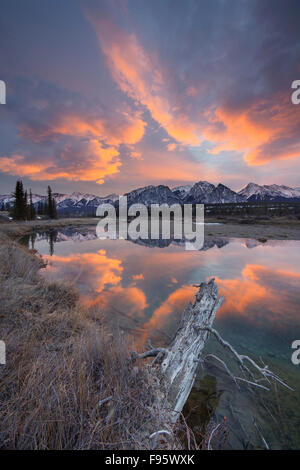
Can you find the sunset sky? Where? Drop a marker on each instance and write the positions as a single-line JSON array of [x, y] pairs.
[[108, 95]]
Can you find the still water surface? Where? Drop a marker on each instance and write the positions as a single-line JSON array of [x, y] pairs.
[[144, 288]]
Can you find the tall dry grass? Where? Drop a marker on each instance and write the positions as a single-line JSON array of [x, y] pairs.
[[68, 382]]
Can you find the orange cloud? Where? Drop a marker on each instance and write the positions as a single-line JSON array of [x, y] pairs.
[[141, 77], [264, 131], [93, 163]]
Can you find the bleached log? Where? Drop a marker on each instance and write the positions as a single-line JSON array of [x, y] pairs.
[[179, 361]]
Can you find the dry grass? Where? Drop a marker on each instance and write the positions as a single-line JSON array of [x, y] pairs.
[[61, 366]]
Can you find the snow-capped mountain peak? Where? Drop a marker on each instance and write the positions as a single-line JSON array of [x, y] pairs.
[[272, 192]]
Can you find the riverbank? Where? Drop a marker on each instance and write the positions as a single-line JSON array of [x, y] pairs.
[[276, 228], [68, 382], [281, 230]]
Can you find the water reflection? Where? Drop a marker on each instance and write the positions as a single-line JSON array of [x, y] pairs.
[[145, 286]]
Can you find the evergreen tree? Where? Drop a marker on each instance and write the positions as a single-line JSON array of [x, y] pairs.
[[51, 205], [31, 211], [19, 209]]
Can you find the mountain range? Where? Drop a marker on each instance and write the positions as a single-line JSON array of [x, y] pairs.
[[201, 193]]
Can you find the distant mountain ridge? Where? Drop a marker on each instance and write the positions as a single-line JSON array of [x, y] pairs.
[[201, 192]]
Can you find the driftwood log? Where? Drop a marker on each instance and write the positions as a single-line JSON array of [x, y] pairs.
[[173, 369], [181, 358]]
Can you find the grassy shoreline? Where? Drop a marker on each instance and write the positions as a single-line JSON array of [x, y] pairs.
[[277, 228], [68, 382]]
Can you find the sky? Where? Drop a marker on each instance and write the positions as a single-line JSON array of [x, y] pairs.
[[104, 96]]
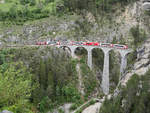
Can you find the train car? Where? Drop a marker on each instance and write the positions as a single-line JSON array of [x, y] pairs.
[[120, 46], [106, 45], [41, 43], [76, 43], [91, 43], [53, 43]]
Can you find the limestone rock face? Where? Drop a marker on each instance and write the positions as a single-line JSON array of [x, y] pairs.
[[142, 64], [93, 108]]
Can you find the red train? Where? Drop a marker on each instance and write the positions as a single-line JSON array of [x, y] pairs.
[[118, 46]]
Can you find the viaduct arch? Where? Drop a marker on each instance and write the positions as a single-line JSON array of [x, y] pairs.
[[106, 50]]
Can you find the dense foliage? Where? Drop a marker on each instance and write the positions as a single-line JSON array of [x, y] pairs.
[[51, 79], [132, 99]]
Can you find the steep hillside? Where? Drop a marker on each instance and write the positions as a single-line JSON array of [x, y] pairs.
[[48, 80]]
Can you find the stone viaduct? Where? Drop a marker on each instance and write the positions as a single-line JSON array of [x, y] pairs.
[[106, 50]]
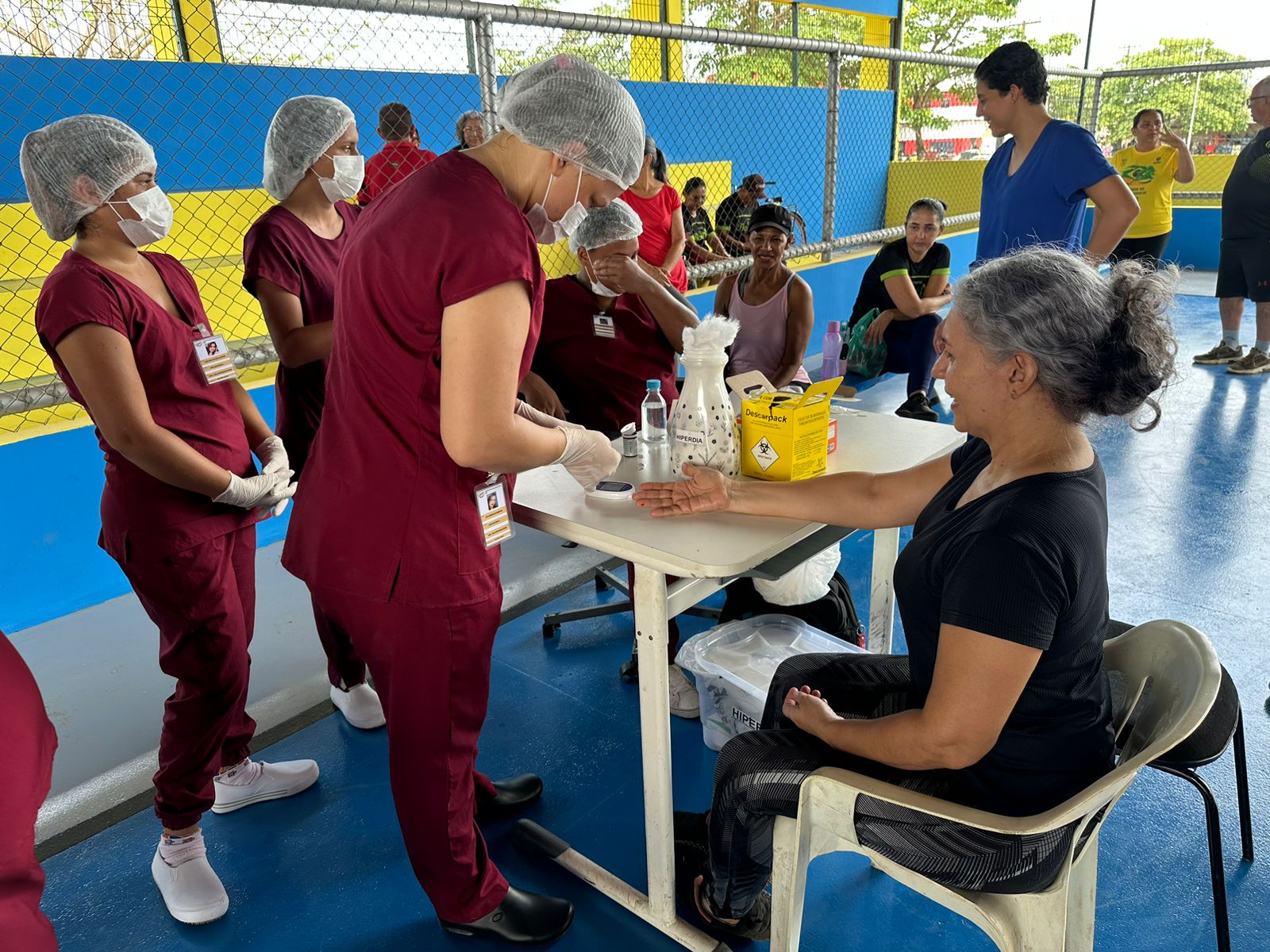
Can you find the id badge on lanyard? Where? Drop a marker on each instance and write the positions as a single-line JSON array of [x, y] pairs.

————

_THE TASK_
Could you repeat the material, starting with the line that contains "Can you find the orange" and going on through the line that contains "[[272, 192]]", word for word?

_RESPONSE_
Can you find the orange cloud? Where? Drop a marker on each instance and write the positions as a single-line JSON array of [x, y] pairs.
[[141, 77], [264, 131], [93, 163]]
Can you find the bleached log? Where? Drop a marker on each instance and write the positions as a single-line JSON array of [x, y] pairs.
[[179, 361]]
Can you find the dry grass? Where? Drop a marker on each instance and write the positions as a single-line JSON array of [x, y] pairs.
[[61, 366]]
Can you find the snow-capped mountain peak? Where? Drop a marker on each instance and write the positions as a single-line JSON array of [x, y] pairs.
[[272, 192]]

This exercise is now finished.